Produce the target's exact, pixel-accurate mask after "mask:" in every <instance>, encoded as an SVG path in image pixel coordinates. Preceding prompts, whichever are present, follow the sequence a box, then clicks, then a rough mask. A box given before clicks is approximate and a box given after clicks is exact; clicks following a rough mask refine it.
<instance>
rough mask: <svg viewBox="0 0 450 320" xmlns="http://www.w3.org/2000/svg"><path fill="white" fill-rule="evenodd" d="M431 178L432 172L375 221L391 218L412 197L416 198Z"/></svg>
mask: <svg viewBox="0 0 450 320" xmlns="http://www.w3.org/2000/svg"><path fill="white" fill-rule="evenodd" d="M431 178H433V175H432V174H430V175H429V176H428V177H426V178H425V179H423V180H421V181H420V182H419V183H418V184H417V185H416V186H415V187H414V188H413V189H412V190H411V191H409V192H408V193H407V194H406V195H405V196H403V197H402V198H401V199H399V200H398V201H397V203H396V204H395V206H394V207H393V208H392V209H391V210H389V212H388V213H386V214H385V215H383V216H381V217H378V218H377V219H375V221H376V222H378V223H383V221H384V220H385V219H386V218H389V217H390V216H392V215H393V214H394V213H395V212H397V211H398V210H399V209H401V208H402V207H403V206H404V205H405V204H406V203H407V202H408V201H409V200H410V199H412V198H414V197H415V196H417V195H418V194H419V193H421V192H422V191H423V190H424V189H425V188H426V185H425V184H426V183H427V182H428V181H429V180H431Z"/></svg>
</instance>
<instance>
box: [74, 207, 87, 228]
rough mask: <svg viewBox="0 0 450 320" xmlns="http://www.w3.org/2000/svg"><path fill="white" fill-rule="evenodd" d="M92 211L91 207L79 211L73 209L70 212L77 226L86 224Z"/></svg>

*-*-*

**What is needed**
Among the lines of the data above, count those containing the word "instance" and report the total alone.

**Result of this exercise**
4